Plot a Histogram Plot using Matplotlib¶
A histogram is a graphical representation of a set of data points arranged in a user-defined range. Similar to a bar chart, a bar chart compresses a series of data into easy-to-interpret visual objects by grouping multiple data points into logical areas or containers.
To draw this we will use:
random.normal() method for finding the normal distribution of the data. It has three parameters:
- loc – (average) where the top of the bell is located.
- Scale – (standard deviation) how uniform you want the graph to be distributed.
- size – Shape of the returning Array
The function hist() in the Pyplot module of the Matplotlib library is used to draw histograms. It has parameters like:
- data: This parameter is a data sequence.
- bin: This parameter is optional and contains integers, sequences or strings.
- Density: This parameter is optional and contains a Boolean value.
- Alpha: Value is an integer between 0 and 1, which represents the transparency of each histogram. The smaller the value of n, the more transparent the histogram.
In [4]:
import matplotlib.pyplot as plt
ages = [18, 18, 21, 25, 26, 30, 32, 38, 45, 55]
plt.hist(ages, edgecolor='black')
plt.title('Age of Respondants')
plt.xlabel('Ages')
plt.ylabel('Total Respondants')
plt.tight_layout()
plt.show()
In [36]:
import matplotlib.pyplot as plt
ages = [18, 18, 21, 25, 26, 30, 32, 38, 45, 55]
plt.hist(ages, bins=5, edgecolor='black')
plt.title('Age of Respondants')
plt.xlabel('Ages')
plt.ylabel('Total Respondants')
plt.tight_layout()
plt.show()
In [3]:
import matplotlib.pyplot as plt
ages = [18, 18, 21, 25, 26, 30, 32, 38, 45, 55]
bins= [10, 20, 30, 40, 50, 60]
plt.hist(ages, bins=bins, edgecolor='black')

__________________________________________________

*EXERCISE TASKS*
1. According to the histogram tutorial, how does a histogram make a series of data easy to interpret?
2. Filter the entries below and copy every line that contains the string "brick". Case counts.

__________________________________________________

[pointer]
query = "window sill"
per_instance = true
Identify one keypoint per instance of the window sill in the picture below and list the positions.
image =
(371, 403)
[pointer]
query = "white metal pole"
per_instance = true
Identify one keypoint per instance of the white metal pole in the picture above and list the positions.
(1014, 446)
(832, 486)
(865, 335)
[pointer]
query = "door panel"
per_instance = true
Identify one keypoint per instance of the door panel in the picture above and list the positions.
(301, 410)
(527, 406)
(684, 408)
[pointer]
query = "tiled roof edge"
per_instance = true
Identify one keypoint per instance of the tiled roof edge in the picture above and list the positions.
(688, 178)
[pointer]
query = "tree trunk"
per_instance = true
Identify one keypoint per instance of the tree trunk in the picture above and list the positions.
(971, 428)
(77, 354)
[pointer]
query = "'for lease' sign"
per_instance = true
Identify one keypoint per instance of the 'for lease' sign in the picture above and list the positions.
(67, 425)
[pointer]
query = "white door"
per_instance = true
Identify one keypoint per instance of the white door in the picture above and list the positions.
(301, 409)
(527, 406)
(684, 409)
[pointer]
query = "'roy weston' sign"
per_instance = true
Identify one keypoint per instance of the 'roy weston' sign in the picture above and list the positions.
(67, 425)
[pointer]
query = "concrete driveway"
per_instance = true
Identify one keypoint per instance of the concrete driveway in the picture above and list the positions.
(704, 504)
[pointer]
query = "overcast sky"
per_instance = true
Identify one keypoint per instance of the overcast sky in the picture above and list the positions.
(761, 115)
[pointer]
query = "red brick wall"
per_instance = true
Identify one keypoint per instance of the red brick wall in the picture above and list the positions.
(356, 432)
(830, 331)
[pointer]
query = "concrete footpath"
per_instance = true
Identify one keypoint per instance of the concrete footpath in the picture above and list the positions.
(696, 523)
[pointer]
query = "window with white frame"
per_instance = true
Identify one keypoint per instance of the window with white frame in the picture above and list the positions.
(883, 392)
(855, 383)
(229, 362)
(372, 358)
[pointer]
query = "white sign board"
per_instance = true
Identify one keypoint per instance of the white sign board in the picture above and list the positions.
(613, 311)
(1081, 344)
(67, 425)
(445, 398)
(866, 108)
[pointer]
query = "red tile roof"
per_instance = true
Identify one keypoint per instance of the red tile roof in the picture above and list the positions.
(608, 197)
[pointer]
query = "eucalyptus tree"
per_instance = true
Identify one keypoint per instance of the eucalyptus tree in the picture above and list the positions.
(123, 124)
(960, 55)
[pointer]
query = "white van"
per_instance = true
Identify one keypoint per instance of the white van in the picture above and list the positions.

__________________________________________________

*LIST OF SOLUTIONS*
1. Like a bar chart, a histogram compresses a series of data into easy-to-interpret visual objects. It does this by grouping multiple data points into logical areas or containers.

2.
query = "red brick wall"
Identify one keypoint per instance of the red brick wall in the picture above and list the positions.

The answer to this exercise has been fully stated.